Written request: Update the rows by replacing "single pin" with "single marker" wherever it occurs, changing nothing else.

Recorded data:

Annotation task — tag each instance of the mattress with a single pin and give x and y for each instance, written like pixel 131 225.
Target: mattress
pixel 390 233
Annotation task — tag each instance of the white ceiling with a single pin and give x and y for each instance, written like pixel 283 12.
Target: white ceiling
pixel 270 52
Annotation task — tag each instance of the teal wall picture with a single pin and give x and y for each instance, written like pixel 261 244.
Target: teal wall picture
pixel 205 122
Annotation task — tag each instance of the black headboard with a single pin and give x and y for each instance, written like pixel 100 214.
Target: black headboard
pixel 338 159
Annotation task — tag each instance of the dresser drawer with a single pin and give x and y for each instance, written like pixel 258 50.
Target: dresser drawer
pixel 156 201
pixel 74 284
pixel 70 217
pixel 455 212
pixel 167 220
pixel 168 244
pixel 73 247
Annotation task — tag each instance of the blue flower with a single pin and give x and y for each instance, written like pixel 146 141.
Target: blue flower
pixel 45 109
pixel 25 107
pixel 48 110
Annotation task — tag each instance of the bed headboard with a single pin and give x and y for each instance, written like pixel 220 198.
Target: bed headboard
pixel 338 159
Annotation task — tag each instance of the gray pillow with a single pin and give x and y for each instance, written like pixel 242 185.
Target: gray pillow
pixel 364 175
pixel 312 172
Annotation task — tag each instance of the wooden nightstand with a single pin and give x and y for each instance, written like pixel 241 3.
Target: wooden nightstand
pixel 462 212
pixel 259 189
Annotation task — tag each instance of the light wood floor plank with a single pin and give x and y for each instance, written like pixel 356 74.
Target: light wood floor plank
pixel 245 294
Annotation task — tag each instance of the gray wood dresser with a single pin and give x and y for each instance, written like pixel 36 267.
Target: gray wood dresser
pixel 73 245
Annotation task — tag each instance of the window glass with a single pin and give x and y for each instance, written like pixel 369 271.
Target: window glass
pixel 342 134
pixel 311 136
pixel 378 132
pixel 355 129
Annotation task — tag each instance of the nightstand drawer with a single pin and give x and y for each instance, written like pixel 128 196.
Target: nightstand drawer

Solution below:
Annotation task — tag each instance of the mattress with a single marker and give x and y for each instance, written like pixel 131 225.
Target: mattress
pixel 390 233
Annotation task — tag each instance of the white ceiling with a single marker and give x and y for each instance, written like pixel 283 12.
Target: white ceiling
pixel 270 52
Annotation task — tag each instance of the teal wall picture with a single marker and give x and y for each instance, written like pixel 261 244.
Target: teal wall picture
pixel 205 122
Annotation task — tag each instance of the black headboard with a single marker and give x and y for each instance, written like pixel 100 214.
Target: black headboard
pixel 338 159
Annotation task — tag each instance of the dresser drawer with a single marker and give x and y for each instance, written like pixel 258 50.
Target: dresser drawer
pixel 156 201
pixel 74 284
pixel 70 217
pixel 455 212
pixel 167 220
pixel 168 244
pixel 73 247
Annotation task — tag each instance of the blue flower with a single marker and give x and y for each instance, written like pixel 146 141.
Target: blue flower
pixel 45 109
pixel 25 107
pixel 48 110
Annotation task — tag each instance of the bed headboard with a single marker and give x and y for each instance, written like pixel 220 198.
Target: bed headboard
pixel 338 159
Annotation task — tag each instance of the gray pillow with a single marker and give x and y for each instance, written like pixel 242 185.
Target: gray pillow
pixel 364 175
pixel 312 172
Annotation task — tag each instance of the wooden nightstand with a single marker and give x and y for each instance, written like pixel 241 3.
Target: wooden nightstand
pixel 462 212
pixel 259 189
Annotation task — tag each instance of the light wood floor plank with a single marker and give x and y for each instance, written like pixel 356 74.
Target: light wood floor plank
pixel 245 294
Annotation task — tag each instance of the gray wood dresser with a single marker and give x and y for each instance, written like pixel 36 267.
Target: gray wood dresser
pixel 73 245
Annotation task — tag each instance of the window glass with a single marker and give x and y for each instance, written like pixel 369 271.
Target: window glass
pixel 342 134
pixel 311 136
pixel 378 132
pixel 355 129
Annotation task — tag each instance of the nightstand drawer with a single marker and give x and y for each instance, written like pixel 128 196.
Target: nightstand drawer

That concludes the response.